[Task statement]
State how many lines in the records below contain the string "positive", matching case exactly. Reply with the number alone.

Data excerpts:
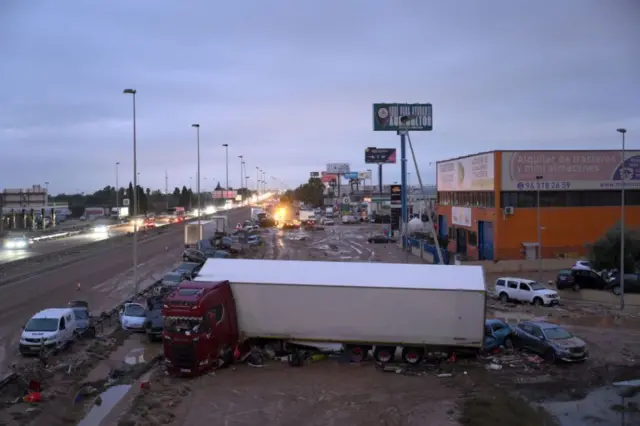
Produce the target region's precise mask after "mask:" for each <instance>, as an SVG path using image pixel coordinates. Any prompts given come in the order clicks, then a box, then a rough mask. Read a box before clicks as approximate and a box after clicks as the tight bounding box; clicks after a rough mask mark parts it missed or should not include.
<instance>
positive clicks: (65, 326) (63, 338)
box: [20, 308, 77, 355]
mask: <svg viewBox="0 0 640 426" xmlns="http://www.w3.org/2000/svg"><path fill="white" fill-rule="evenodd" d="M76 329H77V324H76V317H75V315H74V313H73V309H71V308H55V309H45V310H44V311H40V312H38V313H37V314H35V315H34V316H33V317H32V318H31V319H30V320H29V322H28V323H27V325H25V326H24V328H23V330H22V335H21V336H20V353H21V354H23V355H28V354H37V353H39V352H40V351H41V350H42V349H45V350H58V349H62V348H64V347H65V346H67V345H68V344H69V343H71V341H73V338H74V335H75V332H76Z"/></svg>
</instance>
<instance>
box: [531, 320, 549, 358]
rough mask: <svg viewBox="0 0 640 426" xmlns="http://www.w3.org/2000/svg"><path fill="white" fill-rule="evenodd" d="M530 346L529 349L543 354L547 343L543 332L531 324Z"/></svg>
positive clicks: (535, 326)
mask: <svg viewBox="0 0 640 426" xmlns="http://www.w3.org/2000/svg"><path fill="white" fill-rule="evenodd" d="M531 335H532V336H533V339H531V347H530V349H531V350H532V351H534V352H536V353H538V354H543V353H544V351H545V350H546V349H547V343H546V342H545V340H544V333H543V332H542V329H541V328H540V327H538V326H536V325H532V326H531Z"/></svg>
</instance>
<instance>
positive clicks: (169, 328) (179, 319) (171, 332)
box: [164, 318, 202, 333]
mask: <svg viewBox="0 0 640 426" xmlns="http://www.w3.org/2000/svg"><path fill="white" fill-rule="evenodd" d="M201 323H202V318H179V319H178V318H165V320H164V329H165V330H166V331H168V332H170V333H186V332H191V333H197V332H198V330H199V328H200V324H201Z"/></svg>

[Task result]
3